» **GIVEN TASK**: Please copy the listing below line for line, with no changes.

________

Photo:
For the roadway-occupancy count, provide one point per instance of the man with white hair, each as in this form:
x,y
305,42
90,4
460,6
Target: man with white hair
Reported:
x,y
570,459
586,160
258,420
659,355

________

» **RESPONSE BELOW**:
Photo:
For the roadway-occupancy count, provide one point per instance of the man with white hair, each as in this form:
x,y
305,42
90,4
460,6
Target: man with white hair
Reported:
x,y
570,459
586,160
258,420
659,355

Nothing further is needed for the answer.